- **Directions for this task**
Below is a listing with pictures in it; transcribe exactly the lines from the one that has "Target: overcast sky" through the one that has "Target: brick patio column", and omit those pictures.

- **Records supplied**
********************

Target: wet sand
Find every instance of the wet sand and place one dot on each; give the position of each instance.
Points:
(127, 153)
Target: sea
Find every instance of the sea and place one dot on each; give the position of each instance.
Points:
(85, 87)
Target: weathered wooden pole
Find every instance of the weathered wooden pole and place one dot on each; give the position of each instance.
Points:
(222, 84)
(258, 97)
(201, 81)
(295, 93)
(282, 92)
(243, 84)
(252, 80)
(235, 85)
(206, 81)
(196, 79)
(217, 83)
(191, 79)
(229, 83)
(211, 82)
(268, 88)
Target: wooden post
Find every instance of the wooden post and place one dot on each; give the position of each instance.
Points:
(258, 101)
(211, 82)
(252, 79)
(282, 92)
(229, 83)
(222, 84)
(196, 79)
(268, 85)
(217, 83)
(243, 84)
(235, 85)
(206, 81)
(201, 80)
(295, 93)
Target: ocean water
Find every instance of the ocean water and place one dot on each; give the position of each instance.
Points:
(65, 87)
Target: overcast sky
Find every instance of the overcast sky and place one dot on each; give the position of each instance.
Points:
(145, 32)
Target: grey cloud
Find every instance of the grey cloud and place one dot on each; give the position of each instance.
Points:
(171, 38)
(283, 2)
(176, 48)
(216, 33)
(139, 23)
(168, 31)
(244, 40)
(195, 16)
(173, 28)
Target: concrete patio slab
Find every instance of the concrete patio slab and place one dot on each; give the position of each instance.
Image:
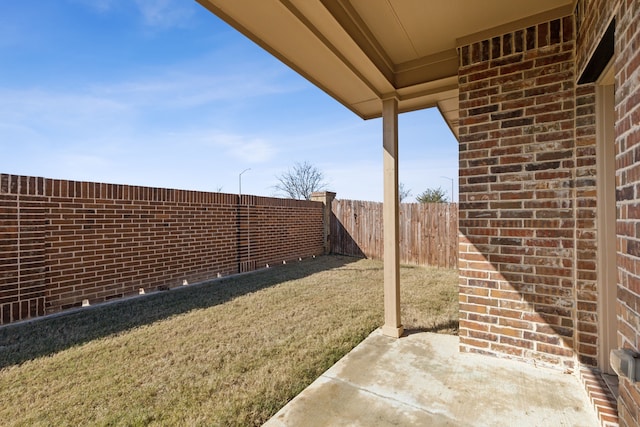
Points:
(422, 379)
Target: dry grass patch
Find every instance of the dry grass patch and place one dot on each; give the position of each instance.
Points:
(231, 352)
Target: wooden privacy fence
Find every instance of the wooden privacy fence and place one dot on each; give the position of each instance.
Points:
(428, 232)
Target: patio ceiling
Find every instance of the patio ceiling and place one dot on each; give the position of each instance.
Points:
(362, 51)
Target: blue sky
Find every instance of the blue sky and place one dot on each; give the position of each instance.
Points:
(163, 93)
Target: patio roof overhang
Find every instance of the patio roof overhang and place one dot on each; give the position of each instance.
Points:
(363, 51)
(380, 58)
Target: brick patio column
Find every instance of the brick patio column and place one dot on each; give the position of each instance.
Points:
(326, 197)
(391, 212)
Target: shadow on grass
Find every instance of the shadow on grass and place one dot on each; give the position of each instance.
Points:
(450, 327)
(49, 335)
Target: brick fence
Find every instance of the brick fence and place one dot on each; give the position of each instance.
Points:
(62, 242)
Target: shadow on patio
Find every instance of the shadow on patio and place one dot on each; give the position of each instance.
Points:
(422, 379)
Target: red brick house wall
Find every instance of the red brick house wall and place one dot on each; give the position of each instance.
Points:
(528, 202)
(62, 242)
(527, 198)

********************

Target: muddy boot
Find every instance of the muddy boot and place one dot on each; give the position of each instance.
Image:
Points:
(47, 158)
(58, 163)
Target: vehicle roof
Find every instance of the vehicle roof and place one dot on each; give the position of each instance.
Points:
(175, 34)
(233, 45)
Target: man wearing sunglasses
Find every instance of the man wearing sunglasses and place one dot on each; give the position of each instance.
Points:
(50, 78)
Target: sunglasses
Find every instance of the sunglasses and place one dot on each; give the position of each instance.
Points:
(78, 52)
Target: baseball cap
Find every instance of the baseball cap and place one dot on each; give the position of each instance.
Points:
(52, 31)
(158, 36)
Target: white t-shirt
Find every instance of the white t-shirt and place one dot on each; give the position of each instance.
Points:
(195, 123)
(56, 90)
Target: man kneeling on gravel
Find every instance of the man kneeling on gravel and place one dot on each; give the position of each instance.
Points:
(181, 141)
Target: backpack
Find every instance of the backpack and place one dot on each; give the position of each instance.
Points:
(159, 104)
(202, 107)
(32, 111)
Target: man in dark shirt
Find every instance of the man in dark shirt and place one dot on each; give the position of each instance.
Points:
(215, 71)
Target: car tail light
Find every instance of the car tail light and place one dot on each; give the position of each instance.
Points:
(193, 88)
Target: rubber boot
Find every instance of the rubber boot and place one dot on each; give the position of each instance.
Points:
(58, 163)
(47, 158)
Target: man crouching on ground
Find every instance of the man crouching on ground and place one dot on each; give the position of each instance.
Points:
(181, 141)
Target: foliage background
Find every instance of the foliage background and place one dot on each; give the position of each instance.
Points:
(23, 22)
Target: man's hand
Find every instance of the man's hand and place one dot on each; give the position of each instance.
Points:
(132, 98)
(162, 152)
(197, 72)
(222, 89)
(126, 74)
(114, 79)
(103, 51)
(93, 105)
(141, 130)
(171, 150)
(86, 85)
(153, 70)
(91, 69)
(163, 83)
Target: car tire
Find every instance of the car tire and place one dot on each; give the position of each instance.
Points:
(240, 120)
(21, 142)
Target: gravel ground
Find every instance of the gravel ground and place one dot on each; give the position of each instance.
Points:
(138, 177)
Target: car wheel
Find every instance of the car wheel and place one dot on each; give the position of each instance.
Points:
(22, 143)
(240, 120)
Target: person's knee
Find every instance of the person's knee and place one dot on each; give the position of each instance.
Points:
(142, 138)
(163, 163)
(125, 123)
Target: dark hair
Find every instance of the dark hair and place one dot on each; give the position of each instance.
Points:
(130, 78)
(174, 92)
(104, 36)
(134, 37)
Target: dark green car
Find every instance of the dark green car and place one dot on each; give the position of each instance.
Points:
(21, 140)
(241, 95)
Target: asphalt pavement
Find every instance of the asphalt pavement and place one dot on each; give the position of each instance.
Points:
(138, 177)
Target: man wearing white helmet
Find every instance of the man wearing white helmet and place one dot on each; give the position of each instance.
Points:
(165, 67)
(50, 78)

********************

- **Worked solution**
Target: overcast sky
Find every instance of the overcast sky and place one dot on each; give the position of each instance.
Points:
(145, 32)
Target: grey cloud
Find every instance of the grey cloud and place one dot on each; give the position of each instance.
Points:
(171, 38)
(283, 2)
(176, 48)
(216, 33)
(139, 23)
(168, 31)
(244, 40)
(195, 16)
(173, 28)
Target: concrete patio slab
Find every instance of the concrete patio slab and place one dot on each; give the position of each instance.
Image:
Points:
(422, 379)
Target: dry grass patch
Find every instance of the dry grass patch and place one dot on each; give the position of each instance.
Points:
(231, 352)
Target: wooden privacy fence
Find every instance of the wooden privacy fence and place one dot on each; give the position of each instance.
Points:
(428, 232)
Target: patio ceiling
Find every instance of the patio ceiling and place one dot on each; give the position of each instance.
Points:
(362, 51)
Target: blue sky
Find every instance of the blue sky and place one dot on each; give the position of each instance.
Points:
(163, 93)
Target: patio roof overhang
Find every instance of the patio roof overhang and place one dot on each; give the position of each instance.
Points:
(363, 51)
(380, 58)
Target: brick patio column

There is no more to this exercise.